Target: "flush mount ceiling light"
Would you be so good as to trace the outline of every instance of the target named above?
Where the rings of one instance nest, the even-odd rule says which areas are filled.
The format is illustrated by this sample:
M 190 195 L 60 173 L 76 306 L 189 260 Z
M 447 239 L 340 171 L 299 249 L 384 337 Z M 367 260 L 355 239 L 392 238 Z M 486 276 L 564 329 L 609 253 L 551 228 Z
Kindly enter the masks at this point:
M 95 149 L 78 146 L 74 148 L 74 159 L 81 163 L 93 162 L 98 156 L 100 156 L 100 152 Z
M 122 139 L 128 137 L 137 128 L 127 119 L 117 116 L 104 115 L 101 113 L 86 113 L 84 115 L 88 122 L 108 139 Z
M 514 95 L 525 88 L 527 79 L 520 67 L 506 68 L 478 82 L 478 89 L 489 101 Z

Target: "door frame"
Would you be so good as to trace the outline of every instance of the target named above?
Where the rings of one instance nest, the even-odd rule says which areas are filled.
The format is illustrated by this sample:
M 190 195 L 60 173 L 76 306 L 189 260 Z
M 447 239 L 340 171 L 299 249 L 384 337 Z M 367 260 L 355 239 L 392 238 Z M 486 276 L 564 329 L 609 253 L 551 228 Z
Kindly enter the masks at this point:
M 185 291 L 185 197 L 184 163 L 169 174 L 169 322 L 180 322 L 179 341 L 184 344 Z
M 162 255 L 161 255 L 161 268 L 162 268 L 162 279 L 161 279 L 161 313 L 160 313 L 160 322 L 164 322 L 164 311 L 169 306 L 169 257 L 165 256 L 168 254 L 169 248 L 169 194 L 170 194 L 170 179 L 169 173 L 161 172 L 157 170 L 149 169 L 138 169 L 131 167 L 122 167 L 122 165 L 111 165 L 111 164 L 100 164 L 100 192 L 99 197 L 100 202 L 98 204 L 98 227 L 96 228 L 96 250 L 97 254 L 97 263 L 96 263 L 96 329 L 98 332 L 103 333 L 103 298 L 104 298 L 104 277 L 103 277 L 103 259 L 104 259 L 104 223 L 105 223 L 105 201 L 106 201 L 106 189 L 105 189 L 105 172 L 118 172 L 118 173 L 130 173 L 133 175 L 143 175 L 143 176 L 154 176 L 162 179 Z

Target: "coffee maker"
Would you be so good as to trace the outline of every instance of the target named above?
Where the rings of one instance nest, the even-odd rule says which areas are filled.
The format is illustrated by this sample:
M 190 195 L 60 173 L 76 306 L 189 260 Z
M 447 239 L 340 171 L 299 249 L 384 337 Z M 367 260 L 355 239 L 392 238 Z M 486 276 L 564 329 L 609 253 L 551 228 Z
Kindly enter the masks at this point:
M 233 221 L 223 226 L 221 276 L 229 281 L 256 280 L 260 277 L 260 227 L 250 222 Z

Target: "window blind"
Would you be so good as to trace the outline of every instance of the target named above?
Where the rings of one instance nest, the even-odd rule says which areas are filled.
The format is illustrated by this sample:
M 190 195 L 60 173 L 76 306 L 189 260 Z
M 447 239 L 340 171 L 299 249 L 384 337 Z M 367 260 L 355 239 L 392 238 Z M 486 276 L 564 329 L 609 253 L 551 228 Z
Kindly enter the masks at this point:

^^^^^^^^^^^^^^^^

§ CONSIGNE À SUIVRE
Recopiez à l'identique la partie qui s'ouvre sur la toute première ligne ci-dessus et se ferme sur la ligne contenant "M 514 95 L 525", ces deux lignes comprises.

§ SOLUTION RÉDIGÉE
Target: "flush mount ceiling light"
Would you be so good as to trace the outline of every instance of the target named above?
Where the rings of one instance nest, the even-odd rule says which areas are filled.
The format is illustrated by this sample:
M 190 195 L 60 173 L 76 306 L 189 260 Z
M 447 239 L 340 171 L 299 249 L 384 337 Z M 367 260 L 355 239 L 392 238 Z M 486 276 L 564 329 L 609 253 L 551 228 Z
Kindly enter the masks at this point:
M 95 149 L 78 146 L 74 148 L 74 159 L 81 163 L 93 162 L 98 156 L 100 156 L 100 152 Z
M 122 139 L 128 137 L 137 128 L 127 119 L 117 116 L 104 115 L 101 113 L 86 113 L 84 115 L 88 122 L 108 139 Z
M 514 95 L 525 88 L 527 79 L 520 67 L 506 68 L 478 82 L 478 89 L 489 101 Z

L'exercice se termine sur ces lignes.